Barack Hussein Obama II – król Polski

Obowiązuje stara zasada mocarstw: Nihil Novi, czyli nic nowego bez nas. Jeśli Obama tupnie nogą w Owalnym biurze, jego wola stanie się faktem w Polsce. Ani Merkel, ani Putin nie mają takich możliwości.

 

Największe zasługi za zmianę ustroju w Polsce ma imperialna polityka mocarstwa Stanów Zjednoczonych. Wszyscy inni, czyli związkowcy „Solidarności”, rząd generała Jaruzelskiego, służby policyjne i wojskowe oraz Żydzi mieli tylko role wykonawcze. W mojej ocenie kosztowało to Stany Zjednoczone tylko 100 milionów dolarów aby między innymi wypromować Lecha Wałęsę jako symbol walki z komunizmem i zainstalować go na 5 lat jako prezydenta RP.

Docelowo łupem USA zawsze była i jest Rosja. Animozje z czasów „zimnej wojny” są trwałe, a Rosja stanowi łakomy kąsek w postaci jej zasobów mineralnych i paliwowych oraz możliwości przejęcia jej 142 milionów obywateli jak nowoczesnych niewolników.
■ ■ ■ ■ ■
* [Polecenia do wykonania]:
1. Odpowiedz na poniższe pytania dotyczące tekstu o roli USA w Polsce.
(a) Jaką starą zasadę mocarstw przywołuje ten tekst?
(b) Ile według oceny autora kosztowała Stany Zjednoczone zmiana ustroju w Polsce?
(c) Ilu obywateli Rosji wymienia tekst?
2. Podaj dalszy ciąg tekstu o roli USA w Polsce, zaczynając zaraz po jego ostatnim zdaniu.

* [Zapisane dane]:
■ ■ ■ ■ ■
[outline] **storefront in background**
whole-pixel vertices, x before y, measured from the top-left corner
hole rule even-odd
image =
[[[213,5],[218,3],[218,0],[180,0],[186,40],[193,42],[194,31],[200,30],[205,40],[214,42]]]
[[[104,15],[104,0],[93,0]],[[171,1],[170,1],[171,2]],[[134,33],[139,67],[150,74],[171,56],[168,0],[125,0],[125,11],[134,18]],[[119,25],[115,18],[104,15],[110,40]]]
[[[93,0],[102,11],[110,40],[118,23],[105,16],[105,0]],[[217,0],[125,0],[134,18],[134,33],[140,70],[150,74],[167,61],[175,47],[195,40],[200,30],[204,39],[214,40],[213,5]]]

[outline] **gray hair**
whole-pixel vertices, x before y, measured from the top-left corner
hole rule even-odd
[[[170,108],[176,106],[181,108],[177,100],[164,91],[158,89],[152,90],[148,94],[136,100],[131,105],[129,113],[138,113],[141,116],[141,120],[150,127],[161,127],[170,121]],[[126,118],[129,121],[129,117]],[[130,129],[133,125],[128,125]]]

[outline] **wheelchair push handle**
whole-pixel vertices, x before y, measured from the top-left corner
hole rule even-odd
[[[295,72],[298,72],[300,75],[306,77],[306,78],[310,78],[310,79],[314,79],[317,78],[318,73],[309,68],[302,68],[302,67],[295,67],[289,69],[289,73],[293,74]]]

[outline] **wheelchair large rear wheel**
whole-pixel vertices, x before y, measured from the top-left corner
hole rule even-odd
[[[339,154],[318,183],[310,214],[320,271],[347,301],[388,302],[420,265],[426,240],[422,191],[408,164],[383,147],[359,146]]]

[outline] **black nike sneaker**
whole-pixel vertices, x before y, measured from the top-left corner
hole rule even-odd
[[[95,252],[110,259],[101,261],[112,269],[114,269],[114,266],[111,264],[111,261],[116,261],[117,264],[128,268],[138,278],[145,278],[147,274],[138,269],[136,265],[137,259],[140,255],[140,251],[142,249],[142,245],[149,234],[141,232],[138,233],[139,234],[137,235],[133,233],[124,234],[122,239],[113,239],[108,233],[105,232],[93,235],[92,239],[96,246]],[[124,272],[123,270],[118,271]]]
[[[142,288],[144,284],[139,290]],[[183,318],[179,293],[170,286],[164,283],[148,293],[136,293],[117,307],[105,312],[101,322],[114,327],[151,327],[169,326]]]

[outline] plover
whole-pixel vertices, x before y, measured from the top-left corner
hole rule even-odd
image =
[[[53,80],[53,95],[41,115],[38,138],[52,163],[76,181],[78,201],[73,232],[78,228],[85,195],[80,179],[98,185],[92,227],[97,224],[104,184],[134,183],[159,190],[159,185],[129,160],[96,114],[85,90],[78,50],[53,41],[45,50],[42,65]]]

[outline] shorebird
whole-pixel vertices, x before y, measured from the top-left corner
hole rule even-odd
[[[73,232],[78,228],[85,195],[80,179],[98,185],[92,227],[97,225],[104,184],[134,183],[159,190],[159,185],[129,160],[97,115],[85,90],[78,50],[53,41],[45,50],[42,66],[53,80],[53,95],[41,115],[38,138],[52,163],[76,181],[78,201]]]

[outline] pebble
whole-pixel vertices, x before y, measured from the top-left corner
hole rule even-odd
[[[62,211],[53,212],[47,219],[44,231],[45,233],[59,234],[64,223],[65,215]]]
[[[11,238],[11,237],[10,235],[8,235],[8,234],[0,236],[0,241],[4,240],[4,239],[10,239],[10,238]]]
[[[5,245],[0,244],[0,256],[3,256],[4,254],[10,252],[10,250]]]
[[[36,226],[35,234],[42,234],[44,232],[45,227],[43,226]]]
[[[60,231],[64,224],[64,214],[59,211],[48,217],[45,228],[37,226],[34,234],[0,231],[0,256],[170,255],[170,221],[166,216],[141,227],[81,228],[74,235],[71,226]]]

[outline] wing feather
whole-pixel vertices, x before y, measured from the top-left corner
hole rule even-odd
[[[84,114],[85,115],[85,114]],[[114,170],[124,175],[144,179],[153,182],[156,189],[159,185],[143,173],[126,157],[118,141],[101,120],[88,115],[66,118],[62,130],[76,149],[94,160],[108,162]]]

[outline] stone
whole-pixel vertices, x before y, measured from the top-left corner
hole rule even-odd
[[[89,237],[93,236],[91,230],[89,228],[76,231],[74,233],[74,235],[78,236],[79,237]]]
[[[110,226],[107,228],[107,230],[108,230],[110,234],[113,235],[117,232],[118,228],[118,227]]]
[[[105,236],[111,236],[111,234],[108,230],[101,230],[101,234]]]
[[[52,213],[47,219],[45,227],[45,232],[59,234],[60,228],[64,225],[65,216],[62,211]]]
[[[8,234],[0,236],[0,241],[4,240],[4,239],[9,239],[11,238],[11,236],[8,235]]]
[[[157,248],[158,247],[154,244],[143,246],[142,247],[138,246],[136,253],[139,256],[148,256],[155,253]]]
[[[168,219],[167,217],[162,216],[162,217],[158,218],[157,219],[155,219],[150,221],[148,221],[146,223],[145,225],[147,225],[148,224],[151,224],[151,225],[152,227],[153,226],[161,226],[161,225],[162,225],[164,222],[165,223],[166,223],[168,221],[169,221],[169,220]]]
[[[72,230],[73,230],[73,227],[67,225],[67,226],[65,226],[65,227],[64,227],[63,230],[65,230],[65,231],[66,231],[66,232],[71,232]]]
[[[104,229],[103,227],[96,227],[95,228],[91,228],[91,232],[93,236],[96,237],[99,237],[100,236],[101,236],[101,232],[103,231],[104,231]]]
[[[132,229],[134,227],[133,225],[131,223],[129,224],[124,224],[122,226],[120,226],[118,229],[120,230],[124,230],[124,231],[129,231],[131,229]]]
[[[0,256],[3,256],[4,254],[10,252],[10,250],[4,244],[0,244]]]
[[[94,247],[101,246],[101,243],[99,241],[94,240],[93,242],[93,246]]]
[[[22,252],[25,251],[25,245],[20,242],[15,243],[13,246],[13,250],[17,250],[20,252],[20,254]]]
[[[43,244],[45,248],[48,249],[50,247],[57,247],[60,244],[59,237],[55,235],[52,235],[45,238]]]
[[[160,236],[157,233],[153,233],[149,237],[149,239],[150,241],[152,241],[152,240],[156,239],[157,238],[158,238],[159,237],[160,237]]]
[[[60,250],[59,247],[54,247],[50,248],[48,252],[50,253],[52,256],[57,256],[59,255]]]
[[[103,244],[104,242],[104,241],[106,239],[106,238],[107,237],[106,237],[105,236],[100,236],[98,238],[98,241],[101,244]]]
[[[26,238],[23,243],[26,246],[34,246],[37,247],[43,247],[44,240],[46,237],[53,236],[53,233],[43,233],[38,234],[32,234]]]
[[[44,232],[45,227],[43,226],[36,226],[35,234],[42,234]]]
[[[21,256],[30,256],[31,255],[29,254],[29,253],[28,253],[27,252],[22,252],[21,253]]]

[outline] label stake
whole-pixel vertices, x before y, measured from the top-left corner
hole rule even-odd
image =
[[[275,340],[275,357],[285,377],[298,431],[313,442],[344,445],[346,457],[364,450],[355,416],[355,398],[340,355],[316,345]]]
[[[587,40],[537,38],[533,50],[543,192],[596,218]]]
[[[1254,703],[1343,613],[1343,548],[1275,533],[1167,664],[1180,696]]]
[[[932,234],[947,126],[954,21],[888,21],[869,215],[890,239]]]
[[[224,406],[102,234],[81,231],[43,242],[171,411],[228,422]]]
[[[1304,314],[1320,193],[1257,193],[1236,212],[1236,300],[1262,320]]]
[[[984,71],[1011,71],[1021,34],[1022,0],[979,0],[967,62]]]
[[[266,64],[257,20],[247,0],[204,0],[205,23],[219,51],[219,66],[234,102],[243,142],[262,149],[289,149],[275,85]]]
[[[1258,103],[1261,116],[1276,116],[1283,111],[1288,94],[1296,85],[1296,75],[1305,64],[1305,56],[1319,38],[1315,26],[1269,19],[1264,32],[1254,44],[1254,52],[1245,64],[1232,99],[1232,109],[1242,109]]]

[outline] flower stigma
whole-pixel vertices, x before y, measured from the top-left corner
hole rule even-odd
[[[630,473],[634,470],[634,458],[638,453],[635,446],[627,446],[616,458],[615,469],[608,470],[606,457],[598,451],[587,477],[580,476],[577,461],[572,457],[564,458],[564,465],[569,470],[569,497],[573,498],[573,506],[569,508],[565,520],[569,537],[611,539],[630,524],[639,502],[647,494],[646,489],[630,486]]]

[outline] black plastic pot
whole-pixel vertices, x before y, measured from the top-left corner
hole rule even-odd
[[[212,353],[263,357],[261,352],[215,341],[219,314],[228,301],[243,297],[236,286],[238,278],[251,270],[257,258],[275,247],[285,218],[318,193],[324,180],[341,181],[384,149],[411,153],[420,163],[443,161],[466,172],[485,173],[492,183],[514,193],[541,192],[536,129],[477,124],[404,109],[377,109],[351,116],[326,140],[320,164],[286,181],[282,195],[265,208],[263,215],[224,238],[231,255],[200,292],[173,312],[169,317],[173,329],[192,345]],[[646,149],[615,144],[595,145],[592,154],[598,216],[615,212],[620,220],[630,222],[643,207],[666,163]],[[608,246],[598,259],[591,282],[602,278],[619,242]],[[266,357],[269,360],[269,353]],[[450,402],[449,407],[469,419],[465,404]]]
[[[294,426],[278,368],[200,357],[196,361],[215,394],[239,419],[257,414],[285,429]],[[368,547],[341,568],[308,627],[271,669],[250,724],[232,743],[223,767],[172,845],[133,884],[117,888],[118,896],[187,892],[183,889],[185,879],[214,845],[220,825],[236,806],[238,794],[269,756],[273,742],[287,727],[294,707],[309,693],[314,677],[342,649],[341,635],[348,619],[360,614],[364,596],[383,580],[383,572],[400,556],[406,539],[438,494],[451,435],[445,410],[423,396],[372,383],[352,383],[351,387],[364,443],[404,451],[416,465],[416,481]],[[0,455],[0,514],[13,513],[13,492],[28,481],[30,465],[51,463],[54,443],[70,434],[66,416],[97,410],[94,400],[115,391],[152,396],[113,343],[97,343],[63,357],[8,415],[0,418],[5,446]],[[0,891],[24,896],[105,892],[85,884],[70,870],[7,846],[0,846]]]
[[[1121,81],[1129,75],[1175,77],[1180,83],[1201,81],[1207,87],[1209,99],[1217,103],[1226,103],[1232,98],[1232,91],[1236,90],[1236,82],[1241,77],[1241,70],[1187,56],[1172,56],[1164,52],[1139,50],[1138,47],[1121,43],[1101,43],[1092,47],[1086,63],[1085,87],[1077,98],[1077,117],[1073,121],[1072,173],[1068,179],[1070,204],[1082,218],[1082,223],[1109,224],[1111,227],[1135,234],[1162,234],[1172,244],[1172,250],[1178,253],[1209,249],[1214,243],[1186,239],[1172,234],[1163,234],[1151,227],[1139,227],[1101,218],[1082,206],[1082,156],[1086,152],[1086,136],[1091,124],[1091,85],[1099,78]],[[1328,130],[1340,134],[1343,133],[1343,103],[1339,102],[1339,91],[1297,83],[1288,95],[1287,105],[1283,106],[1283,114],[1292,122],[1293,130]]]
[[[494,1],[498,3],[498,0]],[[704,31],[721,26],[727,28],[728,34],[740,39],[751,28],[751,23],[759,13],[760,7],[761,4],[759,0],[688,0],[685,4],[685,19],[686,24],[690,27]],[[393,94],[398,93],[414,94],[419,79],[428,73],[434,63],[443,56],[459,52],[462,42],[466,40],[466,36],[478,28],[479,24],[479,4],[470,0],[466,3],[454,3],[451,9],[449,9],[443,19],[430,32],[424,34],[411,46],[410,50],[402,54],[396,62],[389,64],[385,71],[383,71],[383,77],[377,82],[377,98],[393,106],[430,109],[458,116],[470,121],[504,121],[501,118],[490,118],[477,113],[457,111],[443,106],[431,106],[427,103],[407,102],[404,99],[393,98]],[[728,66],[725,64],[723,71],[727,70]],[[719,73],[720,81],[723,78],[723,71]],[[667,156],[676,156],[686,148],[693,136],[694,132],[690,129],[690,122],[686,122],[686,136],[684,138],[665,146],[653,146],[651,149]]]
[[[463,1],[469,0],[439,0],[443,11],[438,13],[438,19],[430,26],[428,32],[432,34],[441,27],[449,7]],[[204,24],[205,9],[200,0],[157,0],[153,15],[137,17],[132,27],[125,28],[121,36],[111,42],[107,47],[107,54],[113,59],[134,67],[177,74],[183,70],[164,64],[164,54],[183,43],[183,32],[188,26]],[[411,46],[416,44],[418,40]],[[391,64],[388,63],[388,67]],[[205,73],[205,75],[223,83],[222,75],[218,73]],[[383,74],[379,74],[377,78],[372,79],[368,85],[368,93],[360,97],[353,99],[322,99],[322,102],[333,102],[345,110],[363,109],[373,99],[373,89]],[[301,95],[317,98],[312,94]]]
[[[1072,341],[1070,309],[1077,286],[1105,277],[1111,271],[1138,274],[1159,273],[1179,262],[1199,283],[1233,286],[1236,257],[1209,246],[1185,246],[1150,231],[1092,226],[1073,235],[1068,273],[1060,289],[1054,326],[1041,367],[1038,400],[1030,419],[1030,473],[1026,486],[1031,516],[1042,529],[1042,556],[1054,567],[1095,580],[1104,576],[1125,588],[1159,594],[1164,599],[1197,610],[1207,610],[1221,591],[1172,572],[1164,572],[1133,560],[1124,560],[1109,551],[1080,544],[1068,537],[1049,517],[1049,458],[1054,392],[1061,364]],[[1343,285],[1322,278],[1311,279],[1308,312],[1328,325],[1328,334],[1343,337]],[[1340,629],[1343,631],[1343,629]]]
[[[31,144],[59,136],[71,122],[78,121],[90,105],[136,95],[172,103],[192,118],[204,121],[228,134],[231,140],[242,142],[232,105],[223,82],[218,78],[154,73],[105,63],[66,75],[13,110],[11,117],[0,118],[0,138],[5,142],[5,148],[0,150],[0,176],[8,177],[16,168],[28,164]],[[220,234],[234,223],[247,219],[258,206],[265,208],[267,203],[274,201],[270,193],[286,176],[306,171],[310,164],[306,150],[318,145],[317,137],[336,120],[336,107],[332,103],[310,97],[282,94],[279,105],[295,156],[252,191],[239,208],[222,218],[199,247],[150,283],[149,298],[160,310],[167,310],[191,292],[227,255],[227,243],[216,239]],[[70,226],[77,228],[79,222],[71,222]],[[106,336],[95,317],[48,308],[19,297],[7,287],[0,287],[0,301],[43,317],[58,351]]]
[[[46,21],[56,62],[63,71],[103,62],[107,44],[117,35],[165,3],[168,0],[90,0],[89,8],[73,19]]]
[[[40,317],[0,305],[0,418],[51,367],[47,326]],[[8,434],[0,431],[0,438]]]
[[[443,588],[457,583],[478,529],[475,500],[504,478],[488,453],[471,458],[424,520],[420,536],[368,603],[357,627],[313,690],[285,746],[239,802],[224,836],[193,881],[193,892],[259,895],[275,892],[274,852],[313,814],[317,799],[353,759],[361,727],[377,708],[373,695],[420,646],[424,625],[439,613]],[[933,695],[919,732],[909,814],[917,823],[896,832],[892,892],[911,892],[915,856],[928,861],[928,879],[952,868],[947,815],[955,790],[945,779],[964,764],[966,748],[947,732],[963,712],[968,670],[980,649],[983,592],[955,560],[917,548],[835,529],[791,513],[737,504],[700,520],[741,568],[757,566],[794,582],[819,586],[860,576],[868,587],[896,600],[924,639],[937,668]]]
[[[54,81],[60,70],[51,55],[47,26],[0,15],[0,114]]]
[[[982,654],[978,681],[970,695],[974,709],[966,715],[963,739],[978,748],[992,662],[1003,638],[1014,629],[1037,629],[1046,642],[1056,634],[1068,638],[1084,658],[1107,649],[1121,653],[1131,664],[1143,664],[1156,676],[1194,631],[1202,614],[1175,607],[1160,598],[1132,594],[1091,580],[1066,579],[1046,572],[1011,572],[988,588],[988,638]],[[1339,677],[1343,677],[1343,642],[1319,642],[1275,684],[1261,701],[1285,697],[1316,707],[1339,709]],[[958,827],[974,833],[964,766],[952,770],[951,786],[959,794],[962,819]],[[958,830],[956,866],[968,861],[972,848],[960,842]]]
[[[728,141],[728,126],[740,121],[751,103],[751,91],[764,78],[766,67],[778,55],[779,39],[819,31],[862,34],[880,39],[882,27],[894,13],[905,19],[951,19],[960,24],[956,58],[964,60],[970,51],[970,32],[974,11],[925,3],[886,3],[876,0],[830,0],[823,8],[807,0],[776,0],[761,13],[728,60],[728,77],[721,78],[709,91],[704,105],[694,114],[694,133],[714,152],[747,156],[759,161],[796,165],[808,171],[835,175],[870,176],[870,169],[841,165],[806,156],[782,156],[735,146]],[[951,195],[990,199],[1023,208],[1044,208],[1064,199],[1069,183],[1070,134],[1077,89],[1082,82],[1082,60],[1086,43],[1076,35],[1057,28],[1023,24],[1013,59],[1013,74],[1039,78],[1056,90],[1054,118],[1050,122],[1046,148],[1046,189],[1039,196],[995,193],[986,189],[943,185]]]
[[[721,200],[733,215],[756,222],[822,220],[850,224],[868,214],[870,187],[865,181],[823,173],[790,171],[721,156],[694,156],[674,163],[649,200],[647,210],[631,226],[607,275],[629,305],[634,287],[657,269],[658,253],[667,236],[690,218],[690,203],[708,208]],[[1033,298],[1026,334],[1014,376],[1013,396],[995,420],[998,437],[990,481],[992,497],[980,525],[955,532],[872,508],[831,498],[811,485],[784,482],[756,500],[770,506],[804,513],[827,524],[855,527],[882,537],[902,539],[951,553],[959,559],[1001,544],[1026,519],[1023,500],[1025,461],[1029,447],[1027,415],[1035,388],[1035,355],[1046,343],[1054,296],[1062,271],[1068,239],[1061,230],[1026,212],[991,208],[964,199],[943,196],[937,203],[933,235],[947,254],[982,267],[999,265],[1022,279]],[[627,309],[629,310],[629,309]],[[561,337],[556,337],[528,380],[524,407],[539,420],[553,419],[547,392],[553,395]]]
■ ■ ■ ■ ■
* [Odpowiedzi do poleceń]:
1.
(a) Nihil Novi, czyli nic nowego bez nas.
(b) Tylko 100 milionów dolarów.
(c) 142 miliony.

2.
Wielu Polaków uważa, że to Żydzi mają kontrolę nad światem ale tak nie jest. Stany Zjednoczone od dawna używają Żydów do globalnej dominacji nad światem jako pośredników i tłumaczy w celu osiągnięcia swoich celów. Izrael w tym aspekcie jest niezbędny z powodu zdolności językowych swojej diaspory oraz doświadczenia w pośrednictwie zdobytego na przestrzeni wieków. Według   http://www.councilforthenationalinterest.org/new/cost/  dostaje za to około 8 milionów dolarów dziennie. Wszelka krytyka Żydów jest przez Amerykanów tępiona, bardziej niż krytyka siebie samych.

Przypadkowo, jako 14 letni chłopiec byłem świadkiem wielkiej przyjaźni między Żydami z Polski i z Ameryki. Pracownikami Ambasady amerykańskiej byli wtedy Żydzi (socjologowie) z Nowego Yorku, którzy już w 1962 roku studiowali możliwość zmiany ustroju i przejęcia władzy w Polsce. Zakończyło się to procesem o szpiegostwo i karami więzienia dla kilku rodzimych socjologów. Skazani po pewnym czasie zostali jednak uwolnieni z powodu interwencji Waszyngtonu.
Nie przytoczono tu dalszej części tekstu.